Extrait:
---*---

Toute forme de connaissance, toute littérature, tout art l’intéresse. Il est encore à cet âge où, tout en se plongeant dans sa spécialité, l’homme se laisse emporter par sa curiosité intellectuelle, voudrait goûter à tous les fruits de l’esprit, se flatte d’amasser des clartés de tout. À La Blanche, vers les quatre heures de l’après-midi, selon ma vieille habitude, j’interromps mon travail. Je quitte mon Château Saint-Ange pour quelques minutes de détente. Souvent je vais m’asseoir avec un livre de lecture plus facile, sur une petite éminence, à quelques pas, d’où sous les arbres l’on domine le lac. Il vient parfois m’y rejoindre. Je me souviens d’un après-midi où j’ai, entre les mains, Mireille de Mistral. Ce sont plusieurs chants du poème qu’il me faut lui lire d’affilée tant cette poésie, si proche de la nature et si humaine, le séduit. Il m’emprunte même le livre pour le lire en entier.

Les Rapaillages

C’est un peu à ce compagnon de travail, je crois bien, que je dois d’avoir écrit Les Rapaillages, ou du moins, d’en avoir fait un petit livre. J’avais déjà publié deux de ces contes dans une revue alors réputée pour sa tenue intellectuelle : le Bulletin du Parler français. Avais-je jamais pensé à en écrire d’autres et à les mettre en volume ? J’en doute. C’est le Père Villeneuve qui déclencha en moi cette veine. Ceci se passe en nos vacances de 1915. Les jours où il n’y a point excursion dans les lacs et les montagnes, le soir, après souper, les ecclésiastiques se jettent par petits groupes de deux à trois dans les canots et avironnent sur la nappe d’eau en face de la maison. Leur fanfare — ils se sont donné un corps de fanfare — prend place dans une large barque carrée et jette aux échos des environs ses airs favoris. Puis, la brunante venue, un rappel fait se grouper tous les canots autour de la barque. Et la soirée s’achève en veillée de famille. On raconte des histoires. On me fait causer. Un jour le Père Villeneuve me dit :

— Apportez donc ce soir l’un ou l’autre de vos contes. Les scolastiques ne les connaissent point. Vous les leur lirez.

---*---

Données affichées:
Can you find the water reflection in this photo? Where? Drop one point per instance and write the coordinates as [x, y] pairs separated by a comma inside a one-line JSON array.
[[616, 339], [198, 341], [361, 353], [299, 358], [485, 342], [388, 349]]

---*---

Énoncé de l'exercice:
Traduisez en anglais cette phrase de l'extrait : « C’est le Père Villeneuve qui déclencha en moi cette veine. » Les données n'ont aucun lien avec l'extrait.

Réponse:
It was Father Villeneuve who awakened this vein in me.